## PROVIDED INFORMATION:
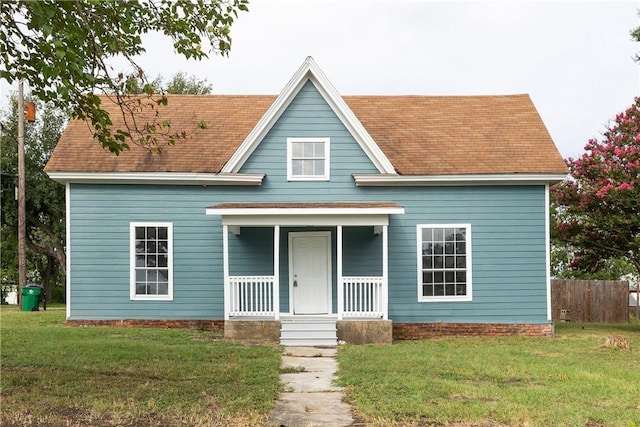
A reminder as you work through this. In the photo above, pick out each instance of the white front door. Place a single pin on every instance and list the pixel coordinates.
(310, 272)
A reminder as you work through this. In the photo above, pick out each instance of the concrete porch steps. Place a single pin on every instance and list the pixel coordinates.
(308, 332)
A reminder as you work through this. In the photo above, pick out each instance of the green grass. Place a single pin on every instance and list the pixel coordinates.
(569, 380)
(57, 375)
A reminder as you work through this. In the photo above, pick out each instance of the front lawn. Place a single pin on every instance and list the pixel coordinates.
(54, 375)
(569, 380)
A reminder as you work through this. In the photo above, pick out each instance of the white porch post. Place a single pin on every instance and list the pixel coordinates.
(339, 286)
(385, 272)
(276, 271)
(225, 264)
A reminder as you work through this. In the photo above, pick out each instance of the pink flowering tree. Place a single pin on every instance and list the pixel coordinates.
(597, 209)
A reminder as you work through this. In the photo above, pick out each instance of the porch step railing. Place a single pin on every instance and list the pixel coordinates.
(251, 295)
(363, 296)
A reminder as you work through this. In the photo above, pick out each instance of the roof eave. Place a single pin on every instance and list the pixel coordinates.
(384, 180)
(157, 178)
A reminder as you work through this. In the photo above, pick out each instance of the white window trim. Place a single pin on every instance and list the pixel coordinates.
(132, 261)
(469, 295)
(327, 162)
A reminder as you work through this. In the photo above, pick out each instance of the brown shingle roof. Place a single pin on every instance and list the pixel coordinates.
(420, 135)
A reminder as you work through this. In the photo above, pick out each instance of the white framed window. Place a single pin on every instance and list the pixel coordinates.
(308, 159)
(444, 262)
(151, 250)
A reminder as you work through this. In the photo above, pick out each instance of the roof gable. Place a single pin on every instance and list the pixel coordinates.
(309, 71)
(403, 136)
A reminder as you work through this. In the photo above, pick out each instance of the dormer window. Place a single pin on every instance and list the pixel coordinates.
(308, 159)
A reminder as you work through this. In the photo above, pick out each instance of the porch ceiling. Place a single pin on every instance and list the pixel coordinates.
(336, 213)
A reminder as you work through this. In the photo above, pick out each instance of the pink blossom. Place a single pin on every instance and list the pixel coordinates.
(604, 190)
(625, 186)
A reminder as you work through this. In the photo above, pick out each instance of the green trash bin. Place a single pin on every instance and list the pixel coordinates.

## WHAT IS ASKED:
Transcribe the whole listing, character for character, but not its images.

## CORRECT ANSWER:
A reminder as you work through this. In the photo above, pick out each instance of the white front door. Place a single pin on every instance and list the pixel coordinates.
(310, 272)
A reminder as you work through this. In the photo above, pick out each instance of the concrete porch steps. Place a single pin on every instance and list the pixel coordinates.
(308, 332)
A reminder as you work through this. In the photo above, pick out each instance of the green grass. Place a single pin on every instance and list the pixel coordinates.
(569, 380)
(57, 375)
A reminder as you work through this. In the photo above, pick out each instance of the front lawn. Place a single pin on every instance and list the pixel coordinates.
(54, 375)
(569, 380)
A reminder as you work through this. In the photo above, pick out each instance of the white porch post. Place a single pin on every instance and list the pixel coordinates.
(339, 286)
(385, 272)
(276, 271)
(225, 264)
A reminder as you work through this. In the photo above, pick out each instance of the pink flowering tree. Place a single pin on every instance and list the pixel coordinates.
(597, 209)
A reminder as you work through this. In the photo above, pick out each instance of the porch step railing. Place a single pin on every instance and list the pixel coordinates.
(251, 295)
(363, 296)
A reminder as you work through this. In the photo above, pick out each instance of the roof eave. Place a single pin on every instance and list the pixel coordinates.
(384, 180)
(157, 178)
A reminder as you work through this. In the photo above, pick out each instance of the white window trim. Place a single pin on every instance and list the pixel coordinates.
(132, 261)
(469, 295)
(327, 162)
A reminder as you work through this. In the photo above, pick out each instance of the brown shingle roof. Place a single pin on every instance and list the pixel coordinates.
(420, 135)
A reminder as you work through this. In the photo above, pick out each instance of the white framed window. Place a single pin on every instance and list the pixel coordinates.
(308, 159)
(444, 262)
(151, 250)
A reminder as you work through this. In the photo above, pick out each instance of the roof gable. Place a single pin on every instance and list the pixel coordinates.
(309, 71)
(403, 136)
A reminder as you work through this. In the photo above, pick out each instance of the dormer window. Place a single pin on every instance and list the pixel coordinates.
(308, 159)
A reminder as you work through this. In the photo above, pick out each instance of the porch ceiling. Place a single pin on every instance and list the pixel coordinates.
(336, 213)
A reminder as you work through this. In the photo above, pick out each instance of the pink blossom. Place a single pin on every instance and list the pixel coordinates.
(604, 190)
(625, 186)
A reminder as you work through this. In the photo above, pick out each instance of the green trash bin. Place a single pin on every instance and list the pixel coordinates.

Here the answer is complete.